This is a postscript to the blog I posted recently. Once again I am indebted to the same Canadian source.
[I have now added two comments, in the form of additional information, at the end of this piece]
In the edition of The National (the newsletter for the Canadian Bar Association) for June-July 1995, Robert (Bert) MacKinnon wrote this memory of that last Canadian case in the Privy Council.
I can add information to the discussion of the last case that went from Canada to the Privy Council. I was a junior counsel for the Respondent on that case: Ponoka Calmar Oils Ltd.v. Earl F Wakefield Co [1960] A.C. 18. The case was a mechanic’s lien action, as they were then called, by the driller of an oil well against the owners of the well for the drilling bill. The case started by a Statement of Claim issued on December 5, 1949. On application, the court appointed a Receiver to take the proceeds of production.
At first, there was very little production. The well was at the edge of the Leduc Oil field and produced mostly salt water and for that reason little was done with the litigation. However, technology improved, production increased and by 1956 there was a fund of money sufficient to pay the bills. At trial the claimant driller was successful. In the Court of Appeal, however, the Claimant lost in a 3-2 decision. The Supreme Court of Canada allowed the Claimant’s appeal and restored the Trial Judgment. At that point, Bill Morrow acting for the Owners, looked back at the Statement of Claim and discovered it was issued three days before the cut-off date for appeals to the Judicial Committee of the Privy Council– December 8, 1949. Away we went to London.
Canadian Counsel in the Privy Council were William Morrow Q.C. and William Stevenson for the Owners, Appellants; J.V.H. Milvain Q.C. and J.H. Laycraft for the Claimants, Respondents. One of the defences to the Mechanic’s Lien was that, even though the Court had appointed a Receiver, the Mechanic’s Lien should have been renewed every two years. If that were so, there was a possible claim against the Claimant’s lawyers and R.A. Mackimmie Q.C. was appointed to argue that sole point.

### SHORT PROBLEM 1
In the Privy Council account, on what date was the Statement of Claim issued?
### SHORT PROBLEM 2
Say whether each statement agrees with the Privy Council account, answering yes or no and quoting the deciding words: (a) The claimant lost in the Court of Appeal by a 3-2 vote. (b) The well was in the middle of the Leduc Oil field. (c) The cut-off date for appeals to the Judicial Committee of the Privy Council was December 8, 1949.

### PROVIDED MATERIAL

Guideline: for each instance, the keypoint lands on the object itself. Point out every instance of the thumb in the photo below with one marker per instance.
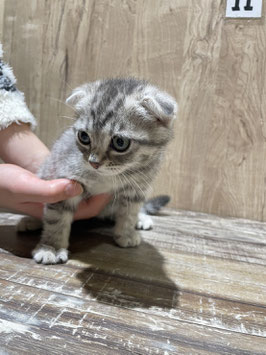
(53, 191)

### EXERCISE SOLUTION 1
December 5, 1949.

### EXERCISE SOLUTION 2
(a) Yes: "In the Court of Appeal, however, the Claimant lost in a 3-2 decision."
(b) No: "The well was at the edge of the Leduc Oil field"
(c) Yes: "the cut-off date for appeals to the Judicial Committee of the Privy Council– December 8, 1949"